[Records excerpted from a collection]
==*==

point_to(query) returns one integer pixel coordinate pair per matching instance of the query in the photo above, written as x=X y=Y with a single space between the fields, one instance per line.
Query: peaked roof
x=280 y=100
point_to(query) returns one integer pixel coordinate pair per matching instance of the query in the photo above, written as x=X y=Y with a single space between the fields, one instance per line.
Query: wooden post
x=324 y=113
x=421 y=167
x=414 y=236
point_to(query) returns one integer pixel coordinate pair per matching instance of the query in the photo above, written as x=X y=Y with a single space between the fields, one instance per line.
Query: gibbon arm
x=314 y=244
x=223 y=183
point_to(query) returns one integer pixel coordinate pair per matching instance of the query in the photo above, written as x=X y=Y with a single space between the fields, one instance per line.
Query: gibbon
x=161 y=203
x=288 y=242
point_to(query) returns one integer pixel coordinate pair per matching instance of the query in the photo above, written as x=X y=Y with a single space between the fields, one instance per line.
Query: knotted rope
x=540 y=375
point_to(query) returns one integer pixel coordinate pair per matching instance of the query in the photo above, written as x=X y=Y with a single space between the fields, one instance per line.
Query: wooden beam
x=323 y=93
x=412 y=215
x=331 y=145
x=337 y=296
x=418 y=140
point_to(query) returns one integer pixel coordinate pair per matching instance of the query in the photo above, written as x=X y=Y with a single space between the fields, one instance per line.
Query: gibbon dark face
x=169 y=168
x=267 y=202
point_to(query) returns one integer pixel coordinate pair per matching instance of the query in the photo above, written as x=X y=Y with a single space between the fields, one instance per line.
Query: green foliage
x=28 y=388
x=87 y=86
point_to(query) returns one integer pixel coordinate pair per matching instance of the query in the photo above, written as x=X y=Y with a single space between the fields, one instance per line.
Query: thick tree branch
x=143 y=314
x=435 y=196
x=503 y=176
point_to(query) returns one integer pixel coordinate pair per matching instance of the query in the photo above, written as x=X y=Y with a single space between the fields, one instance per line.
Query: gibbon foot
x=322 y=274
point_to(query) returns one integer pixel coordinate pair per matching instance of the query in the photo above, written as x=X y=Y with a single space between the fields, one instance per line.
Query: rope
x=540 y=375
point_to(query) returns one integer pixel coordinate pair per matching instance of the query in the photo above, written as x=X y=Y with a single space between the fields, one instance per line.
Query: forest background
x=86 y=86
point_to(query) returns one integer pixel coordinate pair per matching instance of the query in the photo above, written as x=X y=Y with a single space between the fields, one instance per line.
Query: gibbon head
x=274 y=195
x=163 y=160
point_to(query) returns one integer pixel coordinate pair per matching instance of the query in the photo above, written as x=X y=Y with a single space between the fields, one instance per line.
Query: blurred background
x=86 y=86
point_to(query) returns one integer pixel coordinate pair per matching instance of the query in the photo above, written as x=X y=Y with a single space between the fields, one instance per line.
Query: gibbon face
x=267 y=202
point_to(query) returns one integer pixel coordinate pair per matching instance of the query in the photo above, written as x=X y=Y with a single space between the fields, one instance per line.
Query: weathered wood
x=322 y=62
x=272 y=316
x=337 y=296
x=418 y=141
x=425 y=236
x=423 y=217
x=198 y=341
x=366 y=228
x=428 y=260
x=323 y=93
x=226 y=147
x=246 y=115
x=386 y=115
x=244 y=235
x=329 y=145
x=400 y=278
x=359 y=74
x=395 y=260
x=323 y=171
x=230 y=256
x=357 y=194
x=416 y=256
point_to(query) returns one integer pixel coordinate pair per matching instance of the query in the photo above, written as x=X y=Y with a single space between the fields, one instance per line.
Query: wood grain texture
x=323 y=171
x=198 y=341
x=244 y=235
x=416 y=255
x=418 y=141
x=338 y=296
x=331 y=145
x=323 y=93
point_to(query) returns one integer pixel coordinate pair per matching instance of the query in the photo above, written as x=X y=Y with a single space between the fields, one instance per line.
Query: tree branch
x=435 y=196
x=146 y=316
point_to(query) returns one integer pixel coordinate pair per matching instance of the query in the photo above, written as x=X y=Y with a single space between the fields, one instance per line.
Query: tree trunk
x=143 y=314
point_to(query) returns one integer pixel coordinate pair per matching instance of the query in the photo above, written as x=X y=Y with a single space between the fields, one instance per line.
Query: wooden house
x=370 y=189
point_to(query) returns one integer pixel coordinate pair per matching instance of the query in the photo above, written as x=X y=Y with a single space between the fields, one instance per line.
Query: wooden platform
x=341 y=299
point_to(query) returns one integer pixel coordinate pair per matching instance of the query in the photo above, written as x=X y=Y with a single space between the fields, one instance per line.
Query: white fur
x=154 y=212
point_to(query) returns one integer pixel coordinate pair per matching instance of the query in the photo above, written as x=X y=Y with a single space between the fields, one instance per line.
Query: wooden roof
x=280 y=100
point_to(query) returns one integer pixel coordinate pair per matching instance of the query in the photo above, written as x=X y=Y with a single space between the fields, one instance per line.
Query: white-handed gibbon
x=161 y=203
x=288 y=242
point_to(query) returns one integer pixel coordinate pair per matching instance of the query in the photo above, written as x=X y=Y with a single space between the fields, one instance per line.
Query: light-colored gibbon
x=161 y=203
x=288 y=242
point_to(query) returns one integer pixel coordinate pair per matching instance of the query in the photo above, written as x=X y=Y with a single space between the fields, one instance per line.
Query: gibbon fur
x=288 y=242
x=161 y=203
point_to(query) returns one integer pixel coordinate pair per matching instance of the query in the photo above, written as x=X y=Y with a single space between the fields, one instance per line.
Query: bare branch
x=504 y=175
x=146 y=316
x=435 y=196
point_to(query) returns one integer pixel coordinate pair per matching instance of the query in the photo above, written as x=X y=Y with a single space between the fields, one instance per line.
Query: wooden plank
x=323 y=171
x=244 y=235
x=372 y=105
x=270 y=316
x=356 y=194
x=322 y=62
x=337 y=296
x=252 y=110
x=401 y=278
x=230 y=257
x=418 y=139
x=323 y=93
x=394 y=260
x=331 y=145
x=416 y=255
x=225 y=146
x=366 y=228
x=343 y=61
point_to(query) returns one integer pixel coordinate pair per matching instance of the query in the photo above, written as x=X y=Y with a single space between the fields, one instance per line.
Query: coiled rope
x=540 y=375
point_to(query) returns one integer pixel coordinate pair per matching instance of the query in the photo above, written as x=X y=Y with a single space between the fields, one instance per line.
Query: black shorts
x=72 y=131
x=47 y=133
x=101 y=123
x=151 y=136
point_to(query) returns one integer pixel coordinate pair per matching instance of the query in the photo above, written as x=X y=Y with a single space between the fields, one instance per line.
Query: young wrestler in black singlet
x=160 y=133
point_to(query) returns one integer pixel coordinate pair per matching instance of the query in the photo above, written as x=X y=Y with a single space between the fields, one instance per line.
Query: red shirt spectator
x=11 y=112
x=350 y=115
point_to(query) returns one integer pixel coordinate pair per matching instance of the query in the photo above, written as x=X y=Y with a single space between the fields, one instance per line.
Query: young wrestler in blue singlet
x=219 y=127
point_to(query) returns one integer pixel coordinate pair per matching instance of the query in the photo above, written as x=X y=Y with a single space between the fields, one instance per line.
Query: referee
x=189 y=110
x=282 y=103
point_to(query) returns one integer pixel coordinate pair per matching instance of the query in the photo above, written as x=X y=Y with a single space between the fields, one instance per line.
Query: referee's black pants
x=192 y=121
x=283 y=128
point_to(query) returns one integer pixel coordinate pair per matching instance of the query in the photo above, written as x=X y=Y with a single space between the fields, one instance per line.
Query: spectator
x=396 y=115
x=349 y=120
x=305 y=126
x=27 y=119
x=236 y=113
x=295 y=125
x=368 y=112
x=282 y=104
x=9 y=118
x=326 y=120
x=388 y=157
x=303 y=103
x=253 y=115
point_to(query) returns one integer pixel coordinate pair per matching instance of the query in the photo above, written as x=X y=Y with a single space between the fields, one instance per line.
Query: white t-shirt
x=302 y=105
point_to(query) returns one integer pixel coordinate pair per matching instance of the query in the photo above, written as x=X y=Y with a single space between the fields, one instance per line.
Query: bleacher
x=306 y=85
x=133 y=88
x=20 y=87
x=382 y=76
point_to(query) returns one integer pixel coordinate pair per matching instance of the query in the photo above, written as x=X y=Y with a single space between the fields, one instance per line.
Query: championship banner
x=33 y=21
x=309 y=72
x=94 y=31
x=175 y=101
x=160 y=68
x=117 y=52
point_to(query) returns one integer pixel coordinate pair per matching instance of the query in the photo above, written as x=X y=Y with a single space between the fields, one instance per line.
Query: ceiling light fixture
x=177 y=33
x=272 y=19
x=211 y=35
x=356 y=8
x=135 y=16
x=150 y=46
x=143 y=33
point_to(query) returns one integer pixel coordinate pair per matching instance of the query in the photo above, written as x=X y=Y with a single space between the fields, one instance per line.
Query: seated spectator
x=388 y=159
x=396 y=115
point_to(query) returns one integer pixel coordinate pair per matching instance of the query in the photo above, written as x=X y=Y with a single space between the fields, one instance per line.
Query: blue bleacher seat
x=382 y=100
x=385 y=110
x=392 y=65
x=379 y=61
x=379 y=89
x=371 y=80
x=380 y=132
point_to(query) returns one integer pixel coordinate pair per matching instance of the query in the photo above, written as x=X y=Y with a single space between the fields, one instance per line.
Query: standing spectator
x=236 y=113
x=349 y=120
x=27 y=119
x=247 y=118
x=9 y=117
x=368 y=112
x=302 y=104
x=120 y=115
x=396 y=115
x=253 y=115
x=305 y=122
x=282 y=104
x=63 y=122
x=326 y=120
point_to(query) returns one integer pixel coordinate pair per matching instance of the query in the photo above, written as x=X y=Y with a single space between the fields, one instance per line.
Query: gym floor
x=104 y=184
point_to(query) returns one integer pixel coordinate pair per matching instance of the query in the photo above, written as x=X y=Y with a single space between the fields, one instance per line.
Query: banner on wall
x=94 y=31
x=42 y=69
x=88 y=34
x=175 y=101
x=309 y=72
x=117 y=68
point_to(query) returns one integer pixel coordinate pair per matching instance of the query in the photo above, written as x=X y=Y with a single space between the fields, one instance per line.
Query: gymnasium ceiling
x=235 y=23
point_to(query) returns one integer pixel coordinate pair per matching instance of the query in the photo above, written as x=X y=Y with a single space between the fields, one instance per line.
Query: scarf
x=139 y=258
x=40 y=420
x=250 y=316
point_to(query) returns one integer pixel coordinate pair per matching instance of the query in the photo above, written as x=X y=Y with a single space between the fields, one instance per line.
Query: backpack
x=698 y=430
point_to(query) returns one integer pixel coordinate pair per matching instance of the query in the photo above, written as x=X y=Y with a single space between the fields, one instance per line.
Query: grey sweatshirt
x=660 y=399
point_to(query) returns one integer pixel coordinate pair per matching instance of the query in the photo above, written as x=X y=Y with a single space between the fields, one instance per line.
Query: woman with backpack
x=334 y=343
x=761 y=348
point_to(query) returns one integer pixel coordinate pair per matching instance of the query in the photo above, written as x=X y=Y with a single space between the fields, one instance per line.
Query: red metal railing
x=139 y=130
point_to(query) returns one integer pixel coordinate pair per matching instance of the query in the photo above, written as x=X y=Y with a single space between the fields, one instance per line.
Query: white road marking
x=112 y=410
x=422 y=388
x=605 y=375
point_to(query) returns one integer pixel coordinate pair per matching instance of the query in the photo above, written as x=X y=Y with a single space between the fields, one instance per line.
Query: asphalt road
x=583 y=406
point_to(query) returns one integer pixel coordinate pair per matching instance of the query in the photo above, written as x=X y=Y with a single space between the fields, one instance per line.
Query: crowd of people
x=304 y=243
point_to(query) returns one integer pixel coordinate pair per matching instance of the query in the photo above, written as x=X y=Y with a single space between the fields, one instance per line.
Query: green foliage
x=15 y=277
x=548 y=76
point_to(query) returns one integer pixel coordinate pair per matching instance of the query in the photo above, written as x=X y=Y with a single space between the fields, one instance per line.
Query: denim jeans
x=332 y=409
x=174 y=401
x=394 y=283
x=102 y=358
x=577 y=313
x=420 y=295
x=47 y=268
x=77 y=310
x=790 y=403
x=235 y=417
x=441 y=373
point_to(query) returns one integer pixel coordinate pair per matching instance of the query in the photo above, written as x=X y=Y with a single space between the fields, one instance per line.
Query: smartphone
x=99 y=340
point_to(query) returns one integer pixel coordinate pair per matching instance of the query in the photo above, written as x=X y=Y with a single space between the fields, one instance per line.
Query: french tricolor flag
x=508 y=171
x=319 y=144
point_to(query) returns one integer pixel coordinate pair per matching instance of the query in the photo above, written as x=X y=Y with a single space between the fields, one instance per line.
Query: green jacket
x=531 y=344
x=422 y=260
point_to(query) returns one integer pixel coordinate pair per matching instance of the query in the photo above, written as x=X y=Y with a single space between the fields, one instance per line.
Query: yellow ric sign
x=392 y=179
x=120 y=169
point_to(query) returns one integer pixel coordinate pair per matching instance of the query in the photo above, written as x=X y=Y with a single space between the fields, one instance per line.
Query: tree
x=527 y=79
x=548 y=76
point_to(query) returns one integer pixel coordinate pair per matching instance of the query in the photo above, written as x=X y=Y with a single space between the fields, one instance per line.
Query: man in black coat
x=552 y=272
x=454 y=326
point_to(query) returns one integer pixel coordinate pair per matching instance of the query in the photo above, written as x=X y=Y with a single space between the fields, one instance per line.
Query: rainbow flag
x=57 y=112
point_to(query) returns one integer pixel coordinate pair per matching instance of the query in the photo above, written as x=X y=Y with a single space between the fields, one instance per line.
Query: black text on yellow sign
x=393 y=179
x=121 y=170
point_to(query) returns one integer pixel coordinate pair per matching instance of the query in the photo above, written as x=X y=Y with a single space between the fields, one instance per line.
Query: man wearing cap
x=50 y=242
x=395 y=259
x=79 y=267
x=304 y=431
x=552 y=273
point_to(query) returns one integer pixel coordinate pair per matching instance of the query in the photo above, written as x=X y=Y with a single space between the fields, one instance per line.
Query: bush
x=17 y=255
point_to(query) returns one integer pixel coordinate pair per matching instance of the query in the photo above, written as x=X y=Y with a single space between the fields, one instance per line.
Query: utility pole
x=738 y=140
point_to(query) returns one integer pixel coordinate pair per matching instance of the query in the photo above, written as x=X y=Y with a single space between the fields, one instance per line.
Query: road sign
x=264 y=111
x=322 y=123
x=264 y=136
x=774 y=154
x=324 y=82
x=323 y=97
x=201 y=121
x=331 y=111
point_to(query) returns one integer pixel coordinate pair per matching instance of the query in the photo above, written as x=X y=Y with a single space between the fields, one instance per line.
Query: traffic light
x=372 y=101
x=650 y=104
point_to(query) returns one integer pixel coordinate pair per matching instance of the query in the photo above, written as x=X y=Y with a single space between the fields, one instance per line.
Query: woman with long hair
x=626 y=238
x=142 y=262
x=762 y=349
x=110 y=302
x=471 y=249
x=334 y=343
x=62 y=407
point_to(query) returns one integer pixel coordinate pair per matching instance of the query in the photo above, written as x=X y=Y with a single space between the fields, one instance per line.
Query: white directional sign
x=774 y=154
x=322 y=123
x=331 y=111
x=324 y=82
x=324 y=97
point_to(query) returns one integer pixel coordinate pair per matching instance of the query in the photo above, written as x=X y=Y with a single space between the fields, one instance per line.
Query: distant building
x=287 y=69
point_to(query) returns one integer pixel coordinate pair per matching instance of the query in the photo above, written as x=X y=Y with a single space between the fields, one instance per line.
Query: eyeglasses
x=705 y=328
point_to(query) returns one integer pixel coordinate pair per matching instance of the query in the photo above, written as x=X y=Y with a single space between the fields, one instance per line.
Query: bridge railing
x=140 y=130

==*==

- **Aim of the task**: Count how many lines of the items above contain the string "background", matching case exactly. Reply with the number alone.

- **Complete response**: 2